__PASSAGE GIVEN__.

..............................

I basically concur with brian. How much you need to worry about your method's inputs depends heavily on how much you are concerned that a) someone will input bad data, and b) bad data will corrupt the purpose of the method. I would also add that there is a difference between external and internal methods. You need to be more diligent about public methods because you're making a promise to consumers of your class; conversely you can be less diligent about internal methods as you have greater (theoretical) control over the code that accesses it, and have only yourself to blame if things go wrong.
MooseX::Method::Signatures is an elegant solution to adding a simple declarative way to explain the parameters of a method. Method::Signatures::Simple and Params::Validate are nice but lack one of the features I find most appealing about Moose: the Type system. I have used MooseX::Declare and by extension MooseX::Method::Signatures for several projects and I find that the bar to writing the extra checks is so minimal it's almost seductive.
Yes its worth it - defensive programming is one of those things that are always worth it.

..............................

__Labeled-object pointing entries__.
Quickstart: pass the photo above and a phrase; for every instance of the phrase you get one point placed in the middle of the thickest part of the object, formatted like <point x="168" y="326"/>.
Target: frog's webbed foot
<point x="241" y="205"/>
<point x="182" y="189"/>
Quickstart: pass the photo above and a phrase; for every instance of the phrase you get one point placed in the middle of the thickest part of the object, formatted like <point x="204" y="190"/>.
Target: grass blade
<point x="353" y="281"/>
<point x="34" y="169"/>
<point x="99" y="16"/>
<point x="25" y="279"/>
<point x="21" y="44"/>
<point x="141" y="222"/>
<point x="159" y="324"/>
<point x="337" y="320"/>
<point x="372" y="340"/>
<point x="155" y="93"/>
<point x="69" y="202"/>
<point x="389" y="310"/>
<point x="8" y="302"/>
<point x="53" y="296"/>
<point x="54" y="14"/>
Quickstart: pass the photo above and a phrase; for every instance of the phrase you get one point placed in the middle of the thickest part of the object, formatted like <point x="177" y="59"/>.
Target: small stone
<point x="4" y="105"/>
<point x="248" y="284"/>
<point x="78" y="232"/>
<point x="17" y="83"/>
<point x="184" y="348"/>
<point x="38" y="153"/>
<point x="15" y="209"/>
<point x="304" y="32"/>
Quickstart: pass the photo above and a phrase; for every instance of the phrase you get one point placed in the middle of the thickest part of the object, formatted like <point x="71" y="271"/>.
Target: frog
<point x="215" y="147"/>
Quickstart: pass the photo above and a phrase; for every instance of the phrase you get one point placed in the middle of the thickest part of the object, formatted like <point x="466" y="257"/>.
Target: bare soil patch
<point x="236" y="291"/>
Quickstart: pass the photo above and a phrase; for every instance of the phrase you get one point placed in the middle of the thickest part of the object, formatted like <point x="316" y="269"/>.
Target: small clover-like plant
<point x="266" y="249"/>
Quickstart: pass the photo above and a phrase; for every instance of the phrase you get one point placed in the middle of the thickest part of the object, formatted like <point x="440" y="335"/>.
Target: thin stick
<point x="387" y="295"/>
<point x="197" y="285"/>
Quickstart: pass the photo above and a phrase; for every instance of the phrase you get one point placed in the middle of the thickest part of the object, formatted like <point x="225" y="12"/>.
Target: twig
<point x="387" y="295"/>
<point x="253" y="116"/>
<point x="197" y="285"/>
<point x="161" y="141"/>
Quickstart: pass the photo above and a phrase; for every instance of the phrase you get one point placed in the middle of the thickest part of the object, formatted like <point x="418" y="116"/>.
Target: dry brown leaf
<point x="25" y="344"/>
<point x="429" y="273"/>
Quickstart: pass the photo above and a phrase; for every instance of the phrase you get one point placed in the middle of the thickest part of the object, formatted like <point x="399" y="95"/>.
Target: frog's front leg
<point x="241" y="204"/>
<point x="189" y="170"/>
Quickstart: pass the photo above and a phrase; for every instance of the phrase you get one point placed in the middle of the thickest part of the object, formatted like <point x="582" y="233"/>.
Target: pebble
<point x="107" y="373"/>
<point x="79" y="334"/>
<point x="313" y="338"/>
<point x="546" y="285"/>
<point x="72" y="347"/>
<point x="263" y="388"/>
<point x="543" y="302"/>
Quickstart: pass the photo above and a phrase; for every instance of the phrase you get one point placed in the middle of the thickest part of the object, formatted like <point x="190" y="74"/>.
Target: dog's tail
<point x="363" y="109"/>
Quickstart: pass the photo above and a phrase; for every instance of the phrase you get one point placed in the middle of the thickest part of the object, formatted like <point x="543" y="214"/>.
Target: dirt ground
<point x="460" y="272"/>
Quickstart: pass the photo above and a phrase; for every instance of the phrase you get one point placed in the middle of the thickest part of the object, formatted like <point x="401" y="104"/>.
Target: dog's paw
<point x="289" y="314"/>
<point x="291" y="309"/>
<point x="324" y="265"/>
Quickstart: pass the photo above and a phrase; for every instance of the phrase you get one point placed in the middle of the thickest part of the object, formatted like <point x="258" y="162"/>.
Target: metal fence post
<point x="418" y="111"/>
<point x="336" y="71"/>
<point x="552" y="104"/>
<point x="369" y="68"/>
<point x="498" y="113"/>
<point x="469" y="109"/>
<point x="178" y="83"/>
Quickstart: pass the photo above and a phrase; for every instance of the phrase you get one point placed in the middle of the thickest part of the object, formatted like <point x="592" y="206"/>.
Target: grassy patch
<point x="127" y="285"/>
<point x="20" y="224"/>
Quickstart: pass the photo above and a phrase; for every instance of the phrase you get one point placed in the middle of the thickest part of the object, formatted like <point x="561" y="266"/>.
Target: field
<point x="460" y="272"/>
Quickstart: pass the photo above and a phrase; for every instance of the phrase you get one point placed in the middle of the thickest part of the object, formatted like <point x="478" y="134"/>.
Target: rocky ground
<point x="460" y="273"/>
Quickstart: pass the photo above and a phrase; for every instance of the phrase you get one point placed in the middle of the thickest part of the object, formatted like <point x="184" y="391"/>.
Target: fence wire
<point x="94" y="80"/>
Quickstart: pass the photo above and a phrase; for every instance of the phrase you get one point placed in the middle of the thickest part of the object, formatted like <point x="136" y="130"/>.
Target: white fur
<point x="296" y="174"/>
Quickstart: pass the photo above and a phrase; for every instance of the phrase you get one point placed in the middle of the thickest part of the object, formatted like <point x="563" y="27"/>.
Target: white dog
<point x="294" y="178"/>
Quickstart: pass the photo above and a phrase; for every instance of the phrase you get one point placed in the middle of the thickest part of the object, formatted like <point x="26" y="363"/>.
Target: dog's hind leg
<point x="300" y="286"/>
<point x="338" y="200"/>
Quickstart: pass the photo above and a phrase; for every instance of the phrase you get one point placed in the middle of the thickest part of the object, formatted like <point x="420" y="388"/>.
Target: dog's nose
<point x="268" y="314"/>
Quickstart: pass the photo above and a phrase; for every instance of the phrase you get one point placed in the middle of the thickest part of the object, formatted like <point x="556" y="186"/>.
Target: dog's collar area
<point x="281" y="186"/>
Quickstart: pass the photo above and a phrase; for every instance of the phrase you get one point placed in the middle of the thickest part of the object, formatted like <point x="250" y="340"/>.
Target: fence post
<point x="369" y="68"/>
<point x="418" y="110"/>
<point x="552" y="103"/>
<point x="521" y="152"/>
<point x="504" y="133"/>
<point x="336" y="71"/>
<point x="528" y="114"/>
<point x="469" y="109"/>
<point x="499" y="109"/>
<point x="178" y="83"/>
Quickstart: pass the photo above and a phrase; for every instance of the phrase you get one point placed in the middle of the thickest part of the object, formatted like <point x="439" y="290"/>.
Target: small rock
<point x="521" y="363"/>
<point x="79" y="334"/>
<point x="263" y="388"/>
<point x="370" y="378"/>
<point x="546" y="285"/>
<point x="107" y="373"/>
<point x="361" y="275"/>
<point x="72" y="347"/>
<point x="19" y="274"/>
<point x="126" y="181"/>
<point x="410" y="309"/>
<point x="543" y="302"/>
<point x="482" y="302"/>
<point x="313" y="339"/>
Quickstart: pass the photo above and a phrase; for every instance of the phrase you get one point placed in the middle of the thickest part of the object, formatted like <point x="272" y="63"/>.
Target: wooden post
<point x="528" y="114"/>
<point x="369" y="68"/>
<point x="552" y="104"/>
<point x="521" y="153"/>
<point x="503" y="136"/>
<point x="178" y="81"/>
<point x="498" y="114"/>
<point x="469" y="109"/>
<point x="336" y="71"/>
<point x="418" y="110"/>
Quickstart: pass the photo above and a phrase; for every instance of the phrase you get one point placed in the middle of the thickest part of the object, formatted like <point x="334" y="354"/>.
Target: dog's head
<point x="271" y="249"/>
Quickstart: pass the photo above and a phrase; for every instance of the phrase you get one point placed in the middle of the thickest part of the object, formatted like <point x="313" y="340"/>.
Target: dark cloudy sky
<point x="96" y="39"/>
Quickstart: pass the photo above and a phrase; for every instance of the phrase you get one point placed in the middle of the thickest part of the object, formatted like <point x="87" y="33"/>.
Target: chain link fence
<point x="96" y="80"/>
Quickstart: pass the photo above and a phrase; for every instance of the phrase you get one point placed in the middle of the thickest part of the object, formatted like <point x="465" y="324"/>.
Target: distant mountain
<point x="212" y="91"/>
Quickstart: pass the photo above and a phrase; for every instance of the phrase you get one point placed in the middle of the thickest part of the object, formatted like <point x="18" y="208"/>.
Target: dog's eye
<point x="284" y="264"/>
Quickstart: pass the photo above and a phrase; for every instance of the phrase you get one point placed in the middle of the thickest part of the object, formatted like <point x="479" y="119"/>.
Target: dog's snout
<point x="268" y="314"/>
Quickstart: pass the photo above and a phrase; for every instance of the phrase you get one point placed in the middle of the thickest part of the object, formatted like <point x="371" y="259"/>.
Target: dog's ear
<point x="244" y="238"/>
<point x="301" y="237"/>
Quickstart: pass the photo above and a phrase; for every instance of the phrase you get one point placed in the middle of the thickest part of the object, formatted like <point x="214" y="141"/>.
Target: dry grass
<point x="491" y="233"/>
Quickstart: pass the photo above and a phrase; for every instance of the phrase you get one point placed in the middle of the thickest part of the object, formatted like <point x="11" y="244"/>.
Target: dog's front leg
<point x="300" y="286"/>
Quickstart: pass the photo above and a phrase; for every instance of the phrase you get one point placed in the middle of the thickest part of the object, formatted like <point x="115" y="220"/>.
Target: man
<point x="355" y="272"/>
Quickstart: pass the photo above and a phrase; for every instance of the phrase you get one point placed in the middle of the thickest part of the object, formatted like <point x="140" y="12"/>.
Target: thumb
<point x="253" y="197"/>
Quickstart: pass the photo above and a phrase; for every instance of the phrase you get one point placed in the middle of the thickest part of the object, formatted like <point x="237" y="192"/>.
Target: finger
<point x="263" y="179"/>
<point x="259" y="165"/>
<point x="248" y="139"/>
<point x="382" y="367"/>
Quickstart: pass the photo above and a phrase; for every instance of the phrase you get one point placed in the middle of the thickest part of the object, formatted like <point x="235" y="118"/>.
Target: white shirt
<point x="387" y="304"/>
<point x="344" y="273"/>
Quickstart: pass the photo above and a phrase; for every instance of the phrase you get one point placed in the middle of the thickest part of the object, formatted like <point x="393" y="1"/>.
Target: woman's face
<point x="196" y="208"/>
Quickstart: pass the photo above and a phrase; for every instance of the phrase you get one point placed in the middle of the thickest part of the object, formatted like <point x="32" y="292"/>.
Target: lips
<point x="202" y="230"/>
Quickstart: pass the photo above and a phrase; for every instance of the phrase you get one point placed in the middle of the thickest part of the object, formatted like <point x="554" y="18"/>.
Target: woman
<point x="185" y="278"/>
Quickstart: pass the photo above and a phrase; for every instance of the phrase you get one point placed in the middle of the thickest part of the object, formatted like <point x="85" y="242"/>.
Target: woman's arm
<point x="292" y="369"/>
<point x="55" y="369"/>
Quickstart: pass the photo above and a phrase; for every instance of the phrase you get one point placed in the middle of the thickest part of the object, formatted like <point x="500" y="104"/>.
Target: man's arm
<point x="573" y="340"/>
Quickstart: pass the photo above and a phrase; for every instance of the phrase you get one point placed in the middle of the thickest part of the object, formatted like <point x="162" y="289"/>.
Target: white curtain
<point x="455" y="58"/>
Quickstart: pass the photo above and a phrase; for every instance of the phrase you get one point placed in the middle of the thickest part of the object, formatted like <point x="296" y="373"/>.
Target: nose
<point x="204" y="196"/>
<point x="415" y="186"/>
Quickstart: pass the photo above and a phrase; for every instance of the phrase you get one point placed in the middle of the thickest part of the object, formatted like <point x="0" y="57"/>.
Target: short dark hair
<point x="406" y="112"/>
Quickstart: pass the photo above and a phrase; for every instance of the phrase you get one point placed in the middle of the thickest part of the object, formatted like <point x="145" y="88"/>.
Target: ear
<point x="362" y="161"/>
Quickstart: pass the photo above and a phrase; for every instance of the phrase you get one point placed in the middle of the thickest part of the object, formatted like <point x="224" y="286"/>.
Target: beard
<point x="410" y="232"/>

..............................

__STATED GOAL 1__. List each distinct module name that contains a double colon (::) in the forum thread about checking method parameters, giving each name once.
__STATED GOAL 2__. Write a continuation of the forum thread about checking method parameters, picking up after its last reply.

__RIGHT ANSWER 1__.
MooseX::Method::Signatures
Method::Signatures::Simple
Params::Validate
MooseX::Declare

__RIGHT ANSWER 2__.
The counterargument I've seen presented to this is that checking parameters on every single function call is redundant and a waste of CPU time. This argument's supporters favor a model in which all incoming data is rigorously checked when it first enters the system, but internal methods have no parameter checks because they should only be called by code which will pass them data which has already passed the checks at the system's border, so it is assumed to still be valid.
In theory, I really like the sound of that, but I can also see how easily it can fall like a house of cards if someone uses the system (or the system needs to grow to allow use) in a way that was unforeseen when the initial validation border is established. All it takes is one external call to an internal function and all bets are off.
In practice, I'm using Moose at the moment and Moose doesn't really give you the option to bypass validation at the attribute level, plus MooseX::Declare handles and validates method parameters with less fuss than unrolling #_ by hand, so it's pretty much a moot point.
I want to mention two points here.
The first are the tests, the second the performance question.
1) Tests
You mentioned that tests can do a lot and that tests are the only way
to be sure that your code is correct. In general i would say this is
absolutly correct. But tests itself only solves one problem.
If you write a module you have two problems or lets say two different
people that uses your module.
You as a developer and a user that uses your module. Tests helps with the
first that your module is correct and do the right thing, but it didn't
help the user that just uses your module.
For the later, i have one example. i had written a module using Moose
and some other stuff, my code ended always in a Segmentation fault.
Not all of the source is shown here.